#### WHAT YOU SHOULD DO:
Which lines of the entries contain the string "fingers"? Copy each of them.

======== INPUT MATERIAL

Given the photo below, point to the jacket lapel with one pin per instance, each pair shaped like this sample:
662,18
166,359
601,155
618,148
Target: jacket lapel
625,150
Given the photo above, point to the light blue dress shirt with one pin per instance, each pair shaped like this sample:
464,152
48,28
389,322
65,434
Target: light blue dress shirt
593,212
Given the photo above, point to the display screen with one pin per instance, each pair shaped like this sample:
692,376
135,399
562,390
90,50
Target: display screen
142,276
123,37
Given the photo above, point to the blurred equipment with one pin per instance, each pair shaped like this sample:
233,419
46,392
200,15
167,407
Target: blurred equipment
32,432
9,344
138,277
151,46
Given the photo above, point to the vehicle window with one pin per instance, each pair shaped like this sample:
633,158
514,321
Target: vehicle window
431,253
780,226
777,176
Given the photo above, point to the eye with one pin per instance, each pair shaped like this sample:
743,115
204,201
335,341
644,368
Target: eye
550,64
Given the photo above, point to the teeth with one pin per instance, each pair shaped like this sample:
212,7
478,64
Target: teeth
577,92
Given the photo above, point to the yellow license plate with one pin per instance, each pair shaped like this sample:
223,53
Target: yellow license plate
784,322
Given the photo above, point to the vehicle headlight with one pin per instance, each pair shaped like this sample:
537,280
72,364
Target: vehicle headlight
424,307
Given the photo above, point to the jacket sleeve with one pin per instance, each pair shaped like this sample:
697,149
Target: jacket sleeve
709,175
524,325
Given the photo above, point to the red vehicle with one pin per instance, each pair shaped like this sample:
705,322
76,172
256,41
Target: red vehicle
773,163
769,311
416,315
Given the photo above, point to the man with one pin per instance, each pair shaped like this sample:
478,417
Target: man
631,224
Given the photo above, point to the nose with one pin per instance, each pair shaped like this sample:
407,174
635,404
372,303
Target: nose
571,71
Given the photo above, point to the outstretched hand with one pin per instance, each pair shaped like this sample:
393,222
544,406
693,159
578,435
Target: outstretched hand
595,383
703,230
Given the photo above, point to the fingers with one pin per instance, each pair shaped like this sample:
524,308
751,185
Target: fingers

================

#### SOLUTION TO THIS EXERCISE:
Given the photo above, point to the fingers with one pin per instance, each pair shaped like this sample:
Target: fingers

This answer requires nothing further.